# WORK ITEM:
Emit only the lines from the line containing "segment --target truck" through the last line of the entries, unchanged.

>>

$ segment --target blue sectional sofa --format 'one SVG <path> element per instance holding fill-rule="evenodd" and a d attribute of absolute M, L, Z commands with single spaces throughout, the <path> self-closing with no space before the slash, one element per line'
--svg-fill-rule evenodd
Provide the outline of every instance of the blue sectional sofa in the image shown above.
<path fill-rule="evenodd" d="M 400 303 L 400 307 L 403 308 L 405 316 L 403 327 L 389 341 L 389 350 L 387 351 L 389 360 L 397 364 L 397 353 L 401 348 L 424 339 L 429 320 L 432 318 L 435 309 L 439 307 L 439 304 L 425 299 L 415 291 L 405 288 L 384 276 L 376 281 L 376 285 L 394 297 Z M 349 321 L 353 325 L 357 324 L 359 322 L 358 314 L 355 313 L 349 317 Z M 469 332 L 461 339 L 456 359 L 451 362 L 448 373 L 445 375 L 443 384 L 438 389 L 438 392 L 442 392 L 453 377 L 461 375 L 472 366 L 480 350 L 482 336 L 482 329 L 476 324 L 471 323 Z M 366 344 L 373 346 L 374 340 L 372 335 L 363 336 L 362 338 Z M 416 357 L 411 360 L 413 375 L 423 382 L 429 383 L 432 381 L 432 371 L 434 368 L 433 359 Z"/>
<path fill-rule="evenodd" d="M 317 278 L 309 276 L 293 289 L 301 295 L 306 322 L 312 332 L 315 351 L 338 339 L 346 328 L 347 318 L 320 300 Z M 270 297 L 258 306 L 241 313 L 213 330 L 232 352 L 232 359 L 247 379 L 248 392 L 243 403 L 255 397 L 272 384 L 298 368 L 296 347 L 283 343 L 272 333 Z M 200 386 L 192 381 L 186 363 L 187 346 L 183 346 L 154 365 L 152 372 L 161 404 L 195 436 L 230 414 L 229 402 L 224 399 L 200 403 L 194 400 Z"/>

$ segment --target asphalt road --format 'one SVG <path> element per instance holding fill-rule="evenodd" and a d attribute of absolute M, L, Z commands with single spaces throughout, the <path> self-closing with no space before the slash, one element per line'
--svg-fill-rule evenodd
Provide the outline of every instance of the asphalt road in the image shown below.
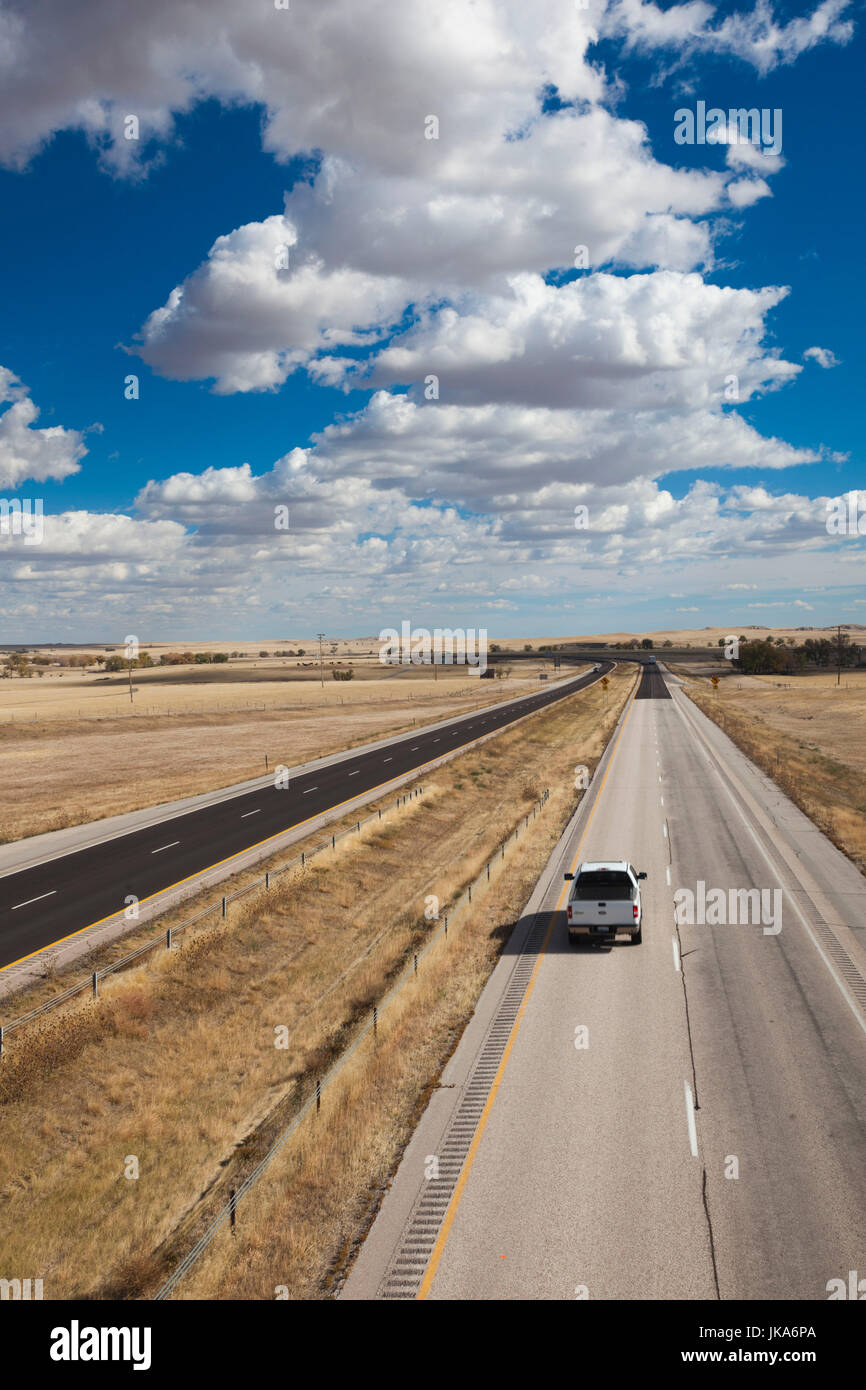
<path fill-rule="evenodd" d="M 466 743 L 591 685 L 613 667 L 589 672 L 525 699 L 483 709 L 436 729 L 357 750 L 288 787 L 269 785 L 115 836 L 0 877 L 0 969 L 122 911 L 129 897 L 154 894 L 350 801 L 423 768 Z"/>
<path fill-rule="evenodd" d="M 866 1276 L 863 880 L 680 692 L 647 698 L 659 683 L 632 702 L 342 1297 L 825 1300 Z M 642 945 L 568 942 L 563 872 L 605 858 L 648 873 Z M 781 930 L 675 922 L 674 892 L 697 900 L 698 881 L 779 887 Z"/>

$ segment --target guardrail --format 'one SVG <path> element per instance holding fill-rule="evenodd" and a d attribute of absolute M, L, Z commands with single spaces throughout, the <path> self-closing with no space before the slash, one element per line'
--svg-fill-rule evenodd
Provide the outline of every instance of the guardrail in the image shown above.
<path fill-rule="evenodd" d="M 405 806 L 408 801 L 414 801 L 416 797 L 423 796 L 423 794 L 423 786 L 415 787 L 412 791 L 405 792 L 403 795 L 397 797 L 397 800 L 392 803 L 392 806 L 384 806 L 378 811 L 374 811 L 371 816 L 365 816 L 363 820 L 358 820 L 354 825 L 347 826 L 345 830 L 340 830 L 333 835 L 329 835 L 327 840 L 323 840 L 321 844 L 314 845 L 312 849 L 302 850 L 301 853 L 296 854 L 293 859 L 287 860 L 285 864 L 279 864 L 275 869 L 269 869 L 261 878 L 253 879 L 252 883 L 246 884 L 243 888 L 236 889 L 234 893 L 224 893 L 218 903 L 214 903 L 212 907 L 206 907 L 203 911 L 197 912 L 194 917 L 190 917 L 186 922 L 180 922 L 176 926 L 167 927 L 165 931 L 160 931 L 159 934 L 154 937 L 153 941 L 146 941 L 144 945 L 137 946 L 134 951 L 127 951 L 126 955 L 120 956 L 117 960 L 112 961 L 110 965 L 103 966 L 101 970 L 94 970 L 89 980 L 80 980 L 78 984 L 70 985 L 69 989 L 63 990 L 60 994 L 53 995 L 51 999 L 46 999 L 44 1004 L 38 1004 L 36 1008 L 28 1010 L 25 1014 L 21 1014 L 19 1018 L 14 1018 L 11 1023 L 0 1024 L 0 1059 L 3 1057 L 5 1042 L 9 1034 L 22 1028 L 25 1023 L 31 1023 L 33 1019 L 40 1018 L 51 1009 L 59 1008 L 61 1004 L 65 1004 L 77 994 L 84 994 L 88 990 L 90 990 L 94 999 L 98 998 L 99 982 L 100 980 L 104 980 L 106 976 L 113 975 L 117 970 L 123 970 L 125 966 L 131 965 L 133 961 L 138 960 L 141 956 L 147 955 L 148 951 L 157 950 L 161 945 L 165 945 L 166 950 L 170 951 L 177 937 L 183 932 L 188 931 L 190 927 L 195 926 L 197 922 L 203 921 L 205 917 L 213 917 L 218 913 L 220 920 L 222 920 L 222 918 L 227 915 L 229 905 L 236 902 L 238 898 L 244 898 L 248 893 L 259 892 L 262 888 L 266 890 L 269 889 L 271 881 L 280 874 L 284 874 L 287 870 L 294 869 L 298 865 L 300 865 L 302 869 L 306 868 L 310 860 L 313 859 L 315 855 L 321 854 L 323 850 L 335 850 L 337 848 L 337 841 L 344 839 L 346 835 L 360 835 L 362 827 L 369 825 L 370 821 L 375 821 L 378 824 L 382 819 L 383 811 L 389 811 L 391 809 L 399 810 L 399 808 Z"/>
<path fill-rule="evenodd" d="M 240 1184 L 237 1190 L 235 1190 L 234 1188 L 231 1189 L 228 1202 L 226 1202 L 225 1206 L 223 1206 L 220 1209 L 214 1220 L 207 1227 L 207 1230 L 196 1241 L 192 1249 L 189 1250 L 187 1254 L 183 1257 L 180 1264 L 177 1266 L 177 1269 L 175 1269 L 174 1272 L 171 1275 L 169 1275 L 168 1279 L 166 1279 L 162 1287 L 157 1291 L 156 1294 L 154 1294 L 155 1302 L 164 1301 L 165 1299 L 171 1297 L 172 1293 L 177 1288 L 181 1279 L 184 1277 L 185 1274 L 189 1273 L 193 1265 L 196 1264 L 201 1255 L 210 1245 L 211 1241 L 214 1239 L 216 1235 L 219 1234 L 219 1232 L 224 1228 L 227 1222 L 229 1223 L 230 1227 L 234 1228 L 235 1215 L 237 1212 L 238 1203 L 241 1202 L 243 1198 L 246 1197 L 252 1191 L 259 1178 L 268 1169 L 270 1164 L 276 1158 L 277 1154 L 283 1148 L 284 1144 L 286 1144 L 288 1140 L 291 1139 L 292 1135 L 296 1133 L 296 1131 L 303 1123 L 307 1115 L 309 1115 L 312 1110 L 315 1110 L 316 1112 L 320 1110 L 322 1104 L 322 1094 L 325 1091 L 325 1089 L 339 1075 L 343 1067 L 354 1055 L 354 1053 L 360 1047 L 361 1043 L 367 1037 L 367 1035 L 371 1031 L 374 1036 L 376 1035 L 379 1027 L 379 1019 L 383 1010 L 394 999 L 395 995 L 399 993 L 403 986 L 407 984 L 409 980 L 414 979 L 414 977 L 418 973 L 419 963 L 424 959 L 427 953 L 432 950 L 432 948 L 436 945 L 437 941 L 439 941 L 440 938 L 444 938 L 445 940 L 447 940 L 449 924 L 453 925 L 454 918 L 458 915 L 458 913 L 463 911 L 464 908 L 468 907 L 471 904 L 473 890 L 475 891 L 477 896 L 478 890 L 485 887 L 490 882 L 491 868 L 494 865 L 500 863 L 505 858 L 506 847 L 512 842 L 516 843 L 516 841 L 520 837 L 521 825 L 525 830 L 529 828 L 530 820 L 535 819 L 538 812 L 547 802 L 549 796 L 550 789 L 545 788 L 543 795 L 535 803 L 532 810 L 528 811 L 525 816 L 521 817 L 521 819 L 517 822 L 517 825 L 514 827 L 512 833 L 508 836 L 506 840 L 503 840 L 496 854 L 493 855 L 493 857 L 487 861 L 484 868 L 477 875 L 477 877 L 472 880 L 472 882 L 464 889 L 460 896 L 457 899 L 455 899 L 455 901 L 450 905 L 448 912 L 446 912 L 443 915 L 441 925 L 438 926 L 431 933 L 428 941 L 422 947 L 422 949 L 420 951 L 412 952 L 411 958 L 407 960 L 406 965 L 398 975 L 394 984 L 383 996 L 383 998 L 381 998 L 378 1001 L 378 1003 L 373 1005 L 371 1011 L 369 1012 L 366 1018 L 366 1021 L 362 1023 L 359 1027 L 358 1032 L 353 1041 L 349 1044 L 346 1050 L 341 1053 L 341 1055 L 337 1058 L 336 1062 L 334 1062 L 333 1066 L 330 1067 L 330 1069 L 325 1073 L 323 1077 L 315 1078 L 315 1083 L 311 1084 L 309 1096 L 301 1106 L 300 1110 L 294 1116 L 294 1118 L 289 1122 L 286 1128 L 282 1130 L 281 1133 L 277 1136 L 276 1140 L 268 1149 L 267 1153 L 256 1164 L 255 1168 L 253 1168 L 253 1170 L 247 1174 L 246 1178 Z"/>

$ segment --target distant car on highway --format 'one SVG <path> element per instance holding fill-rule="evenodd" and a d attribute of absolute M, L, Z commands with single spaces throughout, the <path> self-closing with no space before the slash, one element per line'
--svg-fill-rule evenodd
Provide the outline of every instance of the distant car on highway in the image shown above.
<path fill-rule="evenodd" d="M 613 941 L 617 932 L 626 932 L 635 945 L 642 939 L 643 916 L 638 873 L 624 859 L 586 861 L 577 872 L 566 874 L 572 882 L 568 895 L 568 938 L 570 941 Z"/>
<path fill-rule="evenodd" d="M 648 656 L 648 657 L 647 657 L 647 663 L 648 663 L 650 666 L 655 666 L 655 665 L 656 665 L 656 659 L 655 659 L 655 657 L 654 657 L 654 656 Z"/>

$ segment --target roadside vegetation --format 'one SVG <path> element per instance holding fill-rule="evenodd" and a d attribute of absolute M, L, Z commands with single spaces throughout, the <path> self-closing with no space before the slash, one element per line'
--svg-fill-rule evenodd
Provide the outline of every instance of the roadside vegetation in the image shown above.
<path fill-rule="evenodd" d="M 457 668 L 438 680 L 415 671 L 408 679 L 401 672 L 351 682 L 340 670 L 333 675 L 341 680 L 329 675 L 324 689 L 318 679 L 145 687 L 142 678 L 136 703 L 121 692 L 120 708 L 100 717 L 88 704 L 98 686 L 82 692 L 58 682 L 50 702 L 52 692 L 39 686 L 17 713 L 8 702 L 18 687 L 7 687 L 0 692 L 0 844 L 214 791 L 278 763 L 308 762 L 538 687 L 535 670 L 480 682 Z M 223 708 L 251 700 L 254 707 Z"/>
<path fill-rule="evenodd" d="M 332 1293 L 571 814 L 574 766 L 594 766 L 633 682 L 618 670 L 606 697 L 593 687 L 461 755 L 381 830 L 347 837 L 333 867 L 314 860 L 181 950 L 111 977 L 100 1000 L 13 1035 L 0 1064 L 4 1266 L 43 1278 L 46 1298 L 152 1295 L 426 940 L 431 896 L 444 910 L 548 786 L 376 1046 L 358 1049 L 235 1234 L 179 1290 Z"/>
<path fill-rule="evenodd" d="M 686 693 L 866 873 L 866 671 L 727 676 Z"/>

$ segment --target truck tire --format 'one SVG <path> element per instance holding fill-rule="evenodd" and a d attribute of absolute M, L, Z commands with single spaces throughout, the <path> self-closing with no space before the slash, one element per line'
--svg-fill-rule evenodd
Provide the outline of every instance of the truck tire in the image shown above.
<path fill-rule="evenodd" d="M 641 918 L 640 922 L 638 923 L 638 929 L 637 929 L 637 931 L 636 931 L 636 932 L 632 932 L 631 944 L 632 944 L 632 946 L 639 946 L 639 945 L 641 944 L 642 941 L 643 941 L 643 918 Z"/>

<<

# EXERCISE RESULT:
$ segment --target truck tire --format 'one SVG <path> element per instance holding fill-rule="evenodd" and a d attribute of absolute M, L, Z commands with single spaces throughout, the <path> self-closing with no space before the slash, one element per line'
--svg-fill-rule evenodd
Provide the outline of every instance of the truck tire in the image shown above.
<path fill-rule="evenodd" d="M 641 918 L 640 922 L 638 923 L 638 929 L 637 929 L 637 931 L 636 931 L 636 932 L 632 932 L 631 944 L 632 944 L 632 946 L 639 946 L 639 945 L 641 944 L 642 941 L 643 941 L 643 918 Z"/>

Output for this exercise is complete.